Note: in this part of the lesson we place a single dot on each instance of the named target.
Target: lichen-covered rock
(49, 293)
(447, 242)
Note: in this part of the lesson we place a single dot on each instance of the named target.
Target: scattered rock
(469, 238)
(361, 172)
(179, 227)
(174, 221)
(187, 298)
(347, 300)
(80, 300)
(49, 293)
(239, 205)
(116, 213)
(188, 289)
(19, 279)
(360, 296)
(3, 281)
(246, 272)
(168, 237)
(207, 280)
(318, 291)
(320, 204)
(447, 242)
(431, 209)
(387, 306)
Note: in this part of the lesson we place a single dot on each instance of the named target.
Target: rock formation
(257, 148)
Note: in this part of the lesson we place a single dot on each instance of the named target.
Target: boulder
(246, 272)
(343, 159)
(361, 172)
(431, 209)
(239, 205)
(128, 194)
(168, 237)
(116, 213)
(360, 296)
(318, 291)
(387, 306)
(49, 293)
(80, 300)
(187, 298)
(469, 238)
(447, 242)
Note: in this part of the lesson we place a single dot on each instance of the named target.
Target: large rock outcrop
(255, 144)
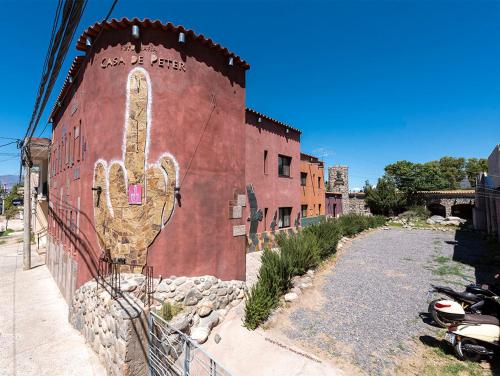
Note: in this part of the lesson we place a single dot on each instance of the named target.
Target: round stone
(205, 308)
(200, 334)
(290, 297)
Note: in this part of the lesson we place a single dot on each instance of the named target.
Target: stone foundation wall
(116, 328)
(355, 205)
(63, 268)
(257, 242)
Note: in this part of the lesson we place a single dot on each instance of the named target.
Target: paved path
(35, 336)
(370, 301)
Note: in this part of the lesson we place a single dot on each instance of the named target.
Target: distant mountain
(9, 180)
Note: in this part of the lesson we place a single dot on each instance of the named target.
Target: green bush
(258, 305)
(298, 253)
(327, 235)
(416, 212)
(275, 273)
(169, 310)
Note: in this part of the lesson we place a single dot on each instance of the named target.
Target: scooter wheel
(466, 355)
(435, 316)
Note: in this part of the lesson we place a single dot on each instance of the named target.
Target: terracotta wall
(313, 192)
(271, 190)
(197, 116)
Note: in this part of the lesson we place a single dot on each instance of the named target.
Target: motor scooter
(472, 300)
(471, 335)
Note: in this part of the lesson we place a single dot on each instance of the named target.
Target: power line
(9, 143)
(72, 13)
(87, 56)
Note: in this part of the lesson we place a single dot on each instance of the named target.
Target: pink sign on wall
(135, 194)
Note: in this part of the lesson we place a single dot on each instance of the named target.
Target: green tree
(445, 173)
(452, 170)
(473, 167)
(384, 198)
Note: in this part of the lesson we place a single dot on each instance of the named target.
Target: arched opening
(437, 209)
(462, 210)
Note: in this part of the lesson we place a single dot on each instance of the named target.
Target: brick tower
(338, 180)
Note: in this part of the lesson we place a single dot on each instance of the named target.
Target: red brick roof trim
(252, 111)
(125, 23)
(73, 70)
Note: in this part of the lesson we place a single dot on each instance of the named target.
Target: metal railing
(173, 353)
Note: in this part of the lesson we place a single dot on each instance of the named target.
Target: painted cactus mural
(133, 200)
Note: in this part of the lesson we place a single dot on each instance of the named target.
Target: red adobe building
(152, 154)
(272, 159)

--- --- ---

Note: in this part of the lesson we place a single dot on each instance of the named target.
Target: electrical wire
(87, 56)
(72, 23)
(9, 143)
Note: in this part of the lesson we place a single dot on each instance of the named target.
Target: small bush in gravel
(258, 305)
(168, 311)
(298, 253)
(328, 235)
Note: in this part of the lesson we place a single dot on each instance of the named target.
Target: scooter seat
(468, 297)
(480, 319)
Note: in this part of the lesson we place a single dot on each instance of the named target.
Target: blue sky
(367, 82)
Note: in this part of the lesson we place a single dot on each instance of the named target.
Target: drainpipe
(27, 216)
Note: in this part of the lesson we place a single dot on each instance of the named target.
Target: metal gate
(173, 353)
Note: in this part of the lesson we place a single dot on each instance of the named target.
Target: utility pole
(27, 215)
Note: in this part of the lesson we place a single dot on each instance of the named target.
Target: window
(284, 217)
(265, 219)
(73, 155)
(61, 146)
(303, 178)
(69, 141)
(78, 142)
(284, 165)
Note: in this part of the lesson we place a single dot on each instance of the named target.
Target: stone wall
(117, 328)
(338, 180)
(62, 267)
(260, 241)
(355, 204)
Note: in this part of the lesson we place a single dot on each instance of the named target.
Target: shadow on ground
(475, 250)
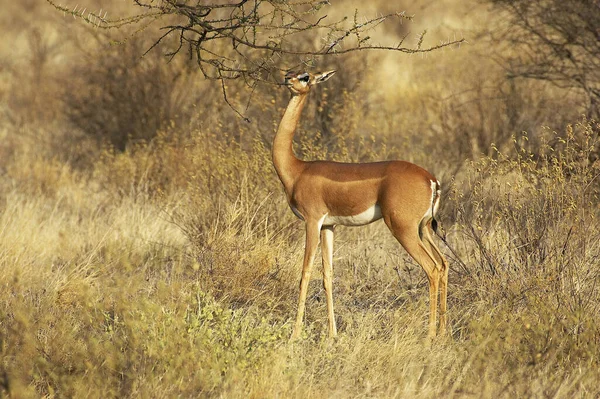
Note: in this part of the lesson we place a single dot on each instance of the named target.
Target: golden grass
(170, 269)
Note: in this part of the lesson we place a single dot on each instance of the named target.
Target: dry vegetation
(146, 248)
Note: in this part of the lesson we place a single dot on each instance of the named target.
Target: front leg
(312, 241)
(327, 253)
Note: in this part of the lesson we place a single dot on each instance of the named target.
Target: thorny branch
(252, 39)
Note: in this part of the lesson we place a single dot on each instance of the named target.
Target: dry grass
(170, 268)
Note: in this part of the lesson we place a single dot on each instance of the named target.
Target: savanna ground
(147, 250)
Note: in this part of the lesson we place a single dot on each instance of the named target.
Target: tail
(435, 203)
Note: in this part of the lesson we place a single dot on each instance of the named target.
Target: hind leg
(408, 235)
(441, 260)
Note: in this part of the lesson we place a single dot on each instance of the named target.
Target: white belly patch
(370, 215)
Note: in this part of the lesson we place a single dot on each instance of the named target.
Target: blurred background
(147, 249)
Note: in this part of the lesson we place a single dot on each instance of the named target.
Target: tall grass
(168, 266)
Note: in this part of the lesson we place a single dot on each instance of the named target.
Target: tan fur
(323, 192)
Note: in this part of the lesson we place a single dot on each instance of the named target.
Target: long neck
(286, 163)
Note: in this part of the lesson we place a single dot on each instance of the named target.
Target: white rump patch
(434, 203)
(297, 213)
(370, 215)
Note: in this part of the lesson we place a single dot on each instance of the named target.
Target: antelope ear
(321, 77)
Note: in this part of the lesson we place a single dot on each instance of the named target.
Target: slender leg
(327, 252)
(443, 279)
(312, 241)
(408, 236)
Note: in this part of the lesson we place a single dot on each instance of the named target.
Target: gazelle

--- --- ---

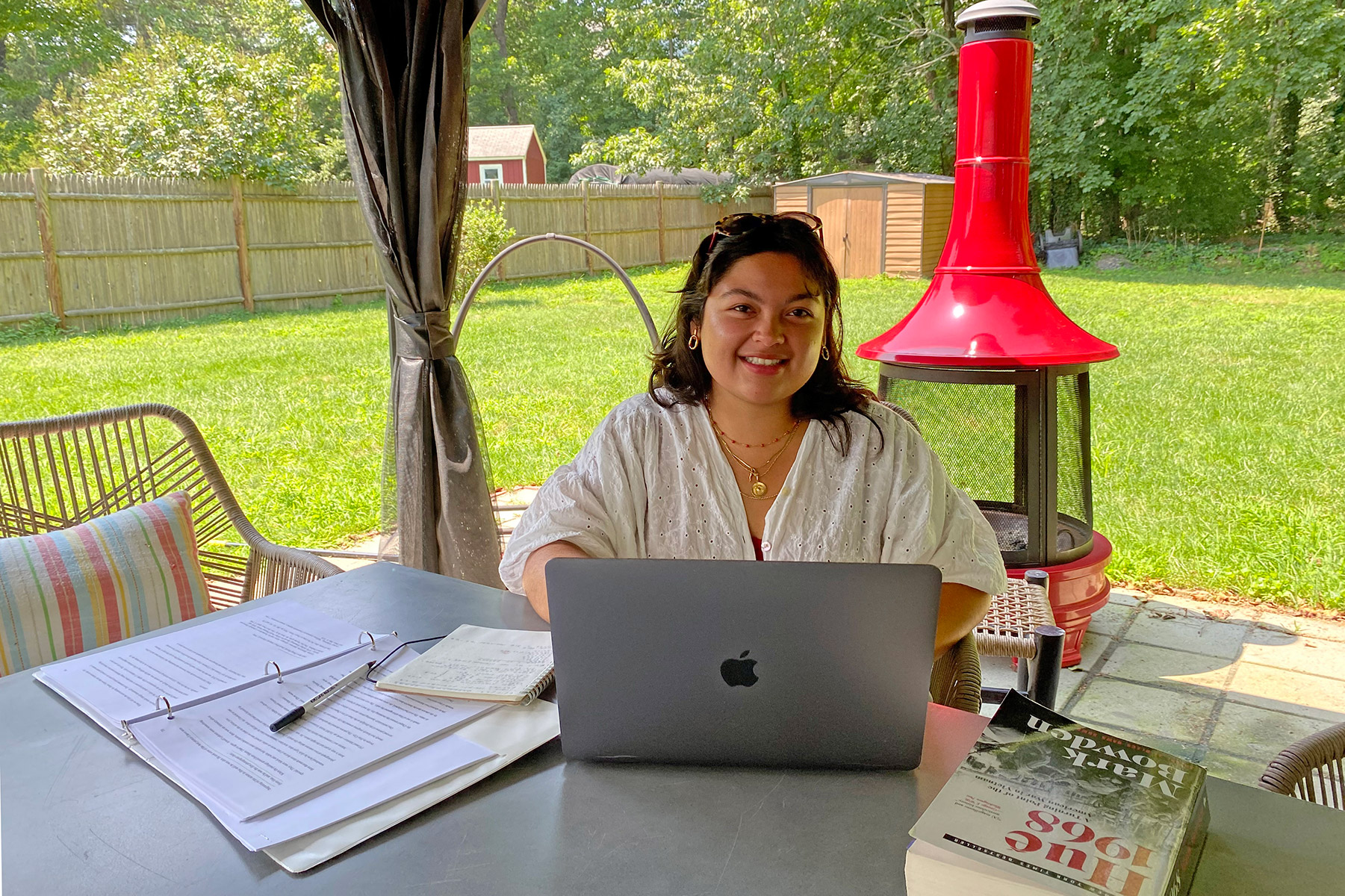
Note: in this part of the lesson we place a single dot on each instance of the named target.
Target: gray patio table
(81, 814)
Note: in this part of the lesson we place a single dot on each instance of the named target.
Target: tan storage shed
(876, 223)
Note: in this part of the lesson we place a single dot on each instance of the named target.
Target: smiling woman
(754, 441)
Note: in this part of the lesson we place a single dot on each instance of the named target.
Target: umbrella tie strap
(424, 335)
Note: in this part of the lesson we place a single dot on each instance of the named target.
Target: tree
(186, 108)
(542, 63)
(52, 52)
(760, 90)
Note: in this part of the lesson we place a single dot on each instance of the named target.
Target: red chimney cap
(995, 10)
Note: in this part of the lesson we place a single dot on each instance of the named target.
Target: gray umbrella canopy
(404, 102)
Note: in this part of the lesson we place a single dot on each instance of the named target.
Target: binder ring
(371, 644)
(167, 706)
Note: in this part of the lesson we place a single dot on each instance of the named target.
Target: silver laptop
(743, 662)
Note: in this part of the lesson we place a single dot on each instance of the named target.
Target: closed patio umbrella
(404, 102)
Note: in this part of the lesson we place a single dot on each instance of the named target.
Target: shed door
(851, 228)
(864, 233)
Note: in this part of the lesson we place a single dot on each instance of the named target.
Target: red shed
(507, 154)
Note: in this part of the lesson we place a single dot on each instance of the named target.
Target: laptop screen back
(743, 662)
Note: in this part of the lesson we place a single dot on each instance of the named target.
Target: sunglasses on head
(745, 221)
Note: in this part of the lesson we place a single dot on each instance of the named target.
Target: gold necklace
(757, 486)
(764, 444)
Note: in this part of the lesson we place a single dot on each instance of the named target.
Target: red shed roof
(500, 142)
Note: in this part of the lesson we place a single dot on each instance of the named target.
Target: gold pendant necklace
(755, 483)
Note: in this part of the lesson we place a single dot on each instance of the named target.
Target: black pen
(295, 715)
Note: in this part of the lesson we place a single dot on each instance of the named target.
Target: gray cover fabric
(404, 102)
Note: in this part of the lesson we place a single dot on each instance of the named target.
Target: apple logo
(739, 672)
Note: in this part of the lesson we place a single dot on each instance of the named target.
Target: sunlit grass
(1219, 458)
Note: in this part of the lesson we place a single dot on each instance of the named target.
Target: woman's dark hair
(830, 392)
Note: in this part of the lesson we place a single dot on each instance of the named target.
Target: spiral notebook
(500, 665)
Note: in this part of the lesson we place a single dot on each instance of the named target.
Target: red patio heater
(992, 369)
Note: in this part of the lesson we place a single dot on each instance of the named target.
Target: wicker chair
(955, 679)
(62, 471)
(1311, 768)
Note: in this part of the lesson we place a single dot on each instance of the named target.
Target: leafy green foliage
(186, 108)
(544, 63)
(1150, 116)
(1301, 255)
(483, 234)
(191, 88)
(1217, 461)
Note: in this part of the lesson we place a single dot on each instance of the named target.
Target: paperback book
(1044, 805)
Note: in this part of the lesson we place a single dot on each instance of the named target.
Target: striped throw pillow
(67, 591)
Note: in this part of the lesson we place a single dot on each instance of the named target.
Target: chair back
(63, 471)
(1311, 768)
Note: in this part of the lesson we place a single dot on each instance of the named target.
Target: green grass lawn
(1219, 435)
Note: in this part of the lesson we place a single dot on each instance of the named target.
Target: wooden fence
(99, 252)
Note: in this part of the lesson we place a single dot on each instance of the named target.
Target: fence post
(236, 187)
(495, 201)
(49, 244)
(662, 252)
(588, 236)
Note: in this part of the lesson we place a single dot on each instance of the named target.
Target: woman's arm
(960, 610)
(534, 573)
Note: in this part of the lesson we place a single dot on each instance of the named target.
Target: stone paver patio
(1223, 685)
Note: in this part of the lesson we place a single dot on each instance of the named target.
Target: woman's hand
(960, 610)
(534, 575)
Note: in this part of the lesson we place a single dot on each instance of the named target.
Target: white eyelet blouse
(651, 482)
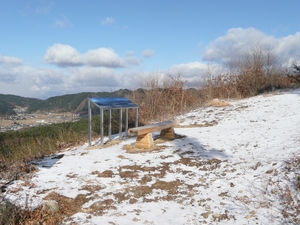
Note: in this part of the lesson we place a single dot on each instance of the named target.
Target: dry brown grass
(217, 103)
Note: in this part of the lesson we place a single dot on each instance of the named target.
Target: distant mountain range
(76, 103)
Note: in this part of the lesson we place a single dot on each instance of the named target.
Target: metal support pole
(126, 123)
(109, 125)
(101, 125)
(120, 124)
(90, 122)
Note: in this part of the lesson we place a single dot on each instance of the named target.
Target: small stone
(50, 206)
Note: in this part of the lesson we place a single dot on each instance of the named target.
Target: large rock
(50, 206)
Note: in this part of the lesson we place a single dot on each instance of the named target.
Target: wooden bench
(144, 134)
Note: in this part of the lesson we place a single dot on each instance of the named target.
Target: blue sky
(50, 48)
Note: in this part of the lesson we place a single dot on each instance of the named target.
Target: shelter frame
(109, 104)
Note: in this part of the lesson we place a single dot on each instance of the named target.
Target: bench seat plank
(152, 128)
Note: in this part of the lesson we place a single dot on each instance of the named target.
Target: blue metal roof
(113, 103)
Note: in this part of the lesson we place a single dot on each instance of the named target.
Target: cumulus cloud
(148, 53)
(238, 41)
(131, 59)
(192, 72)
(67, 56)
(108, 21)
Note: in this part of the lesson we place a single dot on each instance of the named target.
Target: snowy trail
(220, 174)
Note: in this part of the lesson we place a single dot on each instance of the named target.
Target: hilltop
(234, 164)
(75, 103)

--- --- ---

§ **EXERCISE INSTRUCTIONS**
Print, without alteration, only the lines above between the one holding "Target: slender leg" and the one holding "Target: gazelle", inclusive.

§ **EXPECTED ANSWER**
Target: slender leg
(327, 252)
(443, 279)
(312, 241)
(408, 236)
Note: in this part of the lesson we place a single dot on each instance of the named target.
Target: gazelle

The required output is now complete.